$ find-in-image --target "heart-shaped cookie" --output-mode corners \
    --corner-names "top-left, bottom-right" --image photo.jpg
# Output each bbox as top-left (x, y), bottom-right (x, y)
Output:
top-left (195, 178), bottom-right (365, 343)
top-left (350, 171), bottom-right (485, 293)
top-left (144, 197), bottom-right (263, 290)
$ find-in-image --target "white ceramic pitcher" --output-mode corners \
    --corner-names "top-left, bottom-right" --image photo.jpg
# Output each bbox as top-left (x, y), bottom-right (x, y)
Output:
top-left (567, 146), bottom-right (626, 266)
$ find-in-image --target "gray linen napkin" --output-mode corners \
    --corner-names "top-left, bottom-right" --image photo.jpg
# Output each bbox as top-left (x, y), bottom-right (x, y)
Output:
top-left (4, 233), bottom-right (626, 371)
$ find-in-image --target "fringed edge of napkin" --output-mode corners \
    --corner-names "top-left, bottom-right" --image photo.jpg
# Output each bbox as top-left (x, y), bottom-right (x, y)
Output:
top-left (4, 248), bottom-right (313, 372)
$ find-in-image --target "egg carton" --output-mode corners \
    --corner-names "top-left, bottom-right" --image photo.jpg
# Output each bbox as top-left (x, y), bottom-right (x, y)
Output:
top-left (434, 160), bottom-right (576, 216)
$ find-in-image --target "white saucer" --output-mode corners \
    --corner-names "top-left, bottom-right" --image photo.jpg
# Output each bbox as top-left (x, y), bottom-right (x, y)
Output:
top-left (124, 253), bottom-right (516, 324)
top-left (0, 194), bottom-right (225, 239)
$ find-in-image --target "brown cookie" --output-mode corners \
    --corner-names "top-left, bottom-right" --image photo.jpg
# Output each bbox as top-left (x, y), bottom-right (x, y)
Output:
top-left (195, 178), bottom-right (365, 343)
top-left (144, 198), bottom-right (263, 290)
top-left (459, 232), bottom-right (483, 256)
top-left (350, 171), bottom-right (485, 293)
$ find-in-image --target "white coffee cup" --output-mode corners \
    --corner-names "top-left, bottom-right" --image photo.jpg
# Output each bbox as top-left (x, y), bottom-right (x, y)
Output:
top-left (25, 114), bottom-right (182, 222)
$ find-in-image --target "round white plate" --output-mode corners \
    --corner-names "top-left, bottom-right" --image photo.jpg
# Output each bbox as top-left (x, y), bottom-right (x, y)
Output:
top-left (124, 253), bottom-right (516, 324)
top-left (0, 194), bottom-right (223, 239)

+===+

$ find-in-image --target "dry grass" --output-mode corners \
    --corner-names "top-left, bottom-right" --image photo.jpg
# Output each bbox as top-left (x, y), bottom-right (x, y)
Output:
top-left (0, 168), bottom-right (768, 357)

+===+

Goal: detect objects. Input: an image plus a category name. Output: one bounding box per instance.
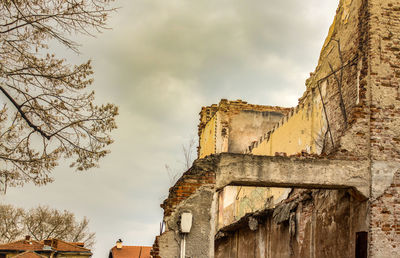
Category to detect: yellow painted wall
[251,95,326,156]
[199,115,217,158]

+===+

Task directions –
Put the lines above, starting at the one that contains "Goal: detect objects." and ending at the one that contains "[199,115,217,158]", into a JSON list of strings with one string per line and no blank lines. Leave the pictures out.

Answer to the problem –
[
  "Goal: detect objects. Input: an image plus a category name. Output: one bounding box per instance.",
  "Category to detect: yellow painted wall",
  "[251,95,326,156]",
  "[199,115,217,158]"
]